◆ Selected text ◆
May 18, 2020
An at-home COVID-19 kit developed by Everlywell has been authorized by the U.S. Food and Drug Administration, the digital health company announced Monday.
This marks the first emergency use authorization the FDA has given to a company that isn't a laboratory or diagnostic manufacturer. Everlywell connects people and organizations with laboratory testing instead of solely working with a specific laboratory.
The collection kit uses a short nasal swab to test for the coronavirus. It also includes a digital screening questionnaire reviewed by a healthcare provider and instructions on how to safely ship the sample to the lab for testing.
Digital results will be available within 48 hours of the sample being received by the lab. All results are reviewed by an independent physician. Anyone who tests positive will receive a telehealth consult and the test results will be reported to the appropriate federal and local public health agencies.
"We appreciate the FDA's close partnership and guidance in issuing this authorization, which is the first EUA for a digital health company such as Everlywell," Dr. Frank Ong, chief medical and scientific officer at Everlywell, said in a statement. "Working with a growing number of authorized laboratories over time enables Everlywell to scale COVID-19 testing for Americans where they need it most – in their homes."
The at-home test kits will be available later this month.

◆ Data listing ◆
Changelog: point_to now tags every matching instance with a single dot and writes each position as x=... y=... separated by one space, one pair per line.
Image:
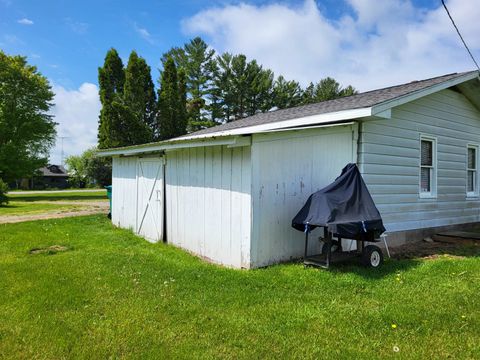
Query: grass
x=65 y=195
x=31 y=208
x=114 y=295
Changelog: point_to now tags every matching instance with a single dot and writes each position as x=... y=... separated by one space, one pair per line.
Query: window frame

◆ Problems to work on ◆
- a) Using the article on the Everlywell COVID-19 kit, can you answer these?
(i) What does the collection kit use to test for the coronavirus?
(ii) Within how many hours of the lab receiving the sample will digital results be available?
(iii) Who reviews all the results?
- b) Can you sum up the article on the Everlywell COVID-19 kit in two sentences?
- c) Can you extend the article on the Everlywell COVID-19 kit, picking up after its last sentence?

◆ Answers below ◆
- a)
(i) A short nasal swab.
(ii) Within 48 hours.
(iii) An independent physician.

- b) The FDA has given emergency use authorization to an at-home COVID-19 kit from Everlywell, the first such authorization for a company that isn't a laboratory or diagnostic manufacturer. The kit uses a short nasal swab, comes with a screening questionnaire and shipping instructions, and returns digital results within 48 hours of the lab receiving the sample, with positive cases getting a telehealth consult.

- c)
Everlywell initially plans to use at least two CLIA-certified high-complexity partner laboratories to process tests. The labs have received FDA authorization for COVID-19 diagnostic tests that can be used with the samples collected using the Everlywell kit. The company intends to add more lab partners later.
Everlywell officials said the test kit will be offered at no profit to the company. The $109 price covers the costs, including overnight shipping and lab processing fees. Patients can submit a claim to their insurance company for reimbursement, but coverage will depend on an individual insurance plan.
The FDA also has authorized two other COVID-19 diagnostic tests that use at-home specimen collection.
One uses a sample collected from the patient's nose via a nasal swab and transported in saline. The other test, developed by Rutgers University, allows patients to take their own saliva sample and test it at home.
The FDA continues to be concerned about the proliferation of at-home COVID-19 testing that hasn't received proper vetting.